That point is coming up with the creative, novel ideas themselves. In algorithmic trading or market making, this means finding non-randomness in the data, inefficiencies in the data, and even more importantly, ways to exploit or smooth out these inefficiencies by trading them profitably.
The reason this will not easily be done by AI is the same reason AI is so good at building infrastructure. It is good at what it is trained on. But as soon as the real frontier is reached, AI should not be expected to do these things reliably and at high quality. Human beings are at a huge advantage here, because human brains are extraordinarily good at abstracting away from what has already been learned. Some people are better at this than others, but broadly speaking, human beings still have the advantage on this kind of abstraction compared with large language models. That is the relevant distinction.
At this point, it is not really about the quantity of work, which is much more the case when building infrastructure. It is much more about actually thinking, thinking deeply before committing to ideas, coming up with high-quality theories, testing these theories, iterating on them, thinking about how to improve the risk profile, how to construct the portfolio, and overall going through the process of alpha creation.
For this purpose, alpha inherently means having an edge: knowing something or doing something others do not know or do, or few know and do; seeing something in the data that only few see, while at the same time forming a falsifiable theory that can be tested, and that is non-random.[4]
This process is inherently an act of abstraction.
The most leveraged people
People operating at frontiers of human knowledge, but also entrepreneurs, scientists, and people who look for novel knowledge, for alpha, will be among the most leveraged people on the planet.
This is also the reason the doomsday scenarios around AI are incomplete. There is skepticism and there are questions about the unknown ahead. But the direction is already becoming visible, and it has had some years to manifest itself in society.
This can be a beautiful place, because it not only leverages the builders of society, people working at frontiers, but also empowers people who have not yet had access to the necessary workforce or the necessary capital to realize their ideas.
Access to workforce and capital is less determinative than it was. It is now possible to work together with Claude Code or Codex. Agent workflows are beginning to allow large tasks to be split across agents or subagents, with separate context windows, parallel work, and human oversight.[5]
Self-realization
This does not mean that AI and this revolution will only have winners. That would be the wrong argument. It does mean that access to value creation and the ability to realize ideas is being democratized. This single development is already a large revolution.[6]
If this power is learned and used well, more people than ever have a real shot at true self-realization. In return, this should greatly benefit society. If people are actually able to realize their own individual potential and ideas to a high degree and a high quality, this should lead to prosperous and net positive value creation in society.

────────────────────────────────────────

__WORK TASK 1__: In the text on AI and alpha creation, what does alpha inherently mean?
__WORK TASK 2__: Reproduce the part of the text on AI and alpha creation that opens with the words containing "That point is" and closes with "trading them profitably.".

__ENTRIES SHOWN__:
────────────────────────────────────────

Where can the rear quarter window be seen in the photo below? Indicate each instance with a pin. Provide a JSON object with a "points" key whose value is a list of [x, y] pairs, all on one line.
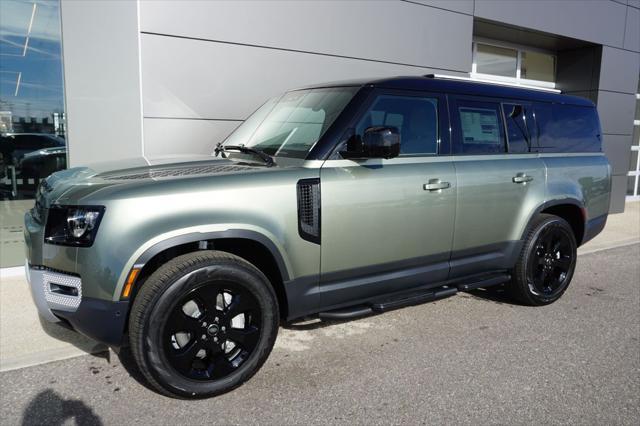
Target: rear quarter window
{"points": [[567, 128]]}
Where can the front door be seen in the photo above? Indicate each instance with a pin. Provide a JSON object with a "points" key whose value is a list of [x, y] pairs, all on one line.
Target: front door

────────────────────────────────────────

__WRITTEN RESPONSE 1__: Having an edge.

__WRITTEN RESPONSE 2__:
That point is coming up with the creative, novel ideas themselves. In algorithmic trading or market making, this means finding non-randomness in the data, inefficiencies in the data, and even more importantly, ways to exploit or smooth out these inefficiencies by trading them profitably.